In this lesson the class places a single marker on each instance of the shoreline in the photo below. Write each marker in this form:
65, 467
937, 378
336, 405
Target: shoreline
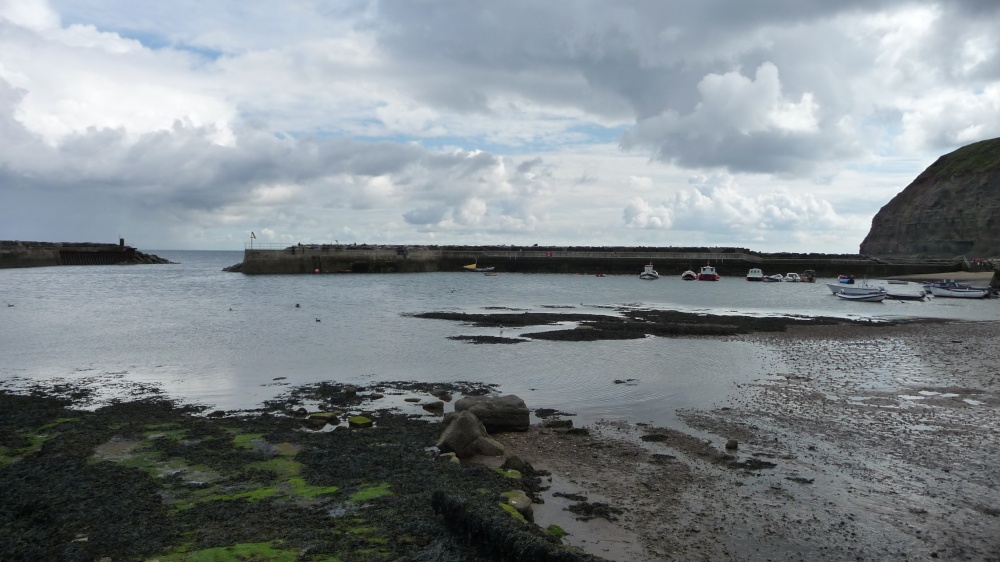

=======

Rewrite the material above with every "shoreline" swapped for "coastline" and nothing else changed. Leave out the pictures.

Result of the exercise =
In this lesson the class places a single marker on each instance of the coastline in the photo below. Write each marker in this form:
65, 467
937, 378
336, 405
Target: coastline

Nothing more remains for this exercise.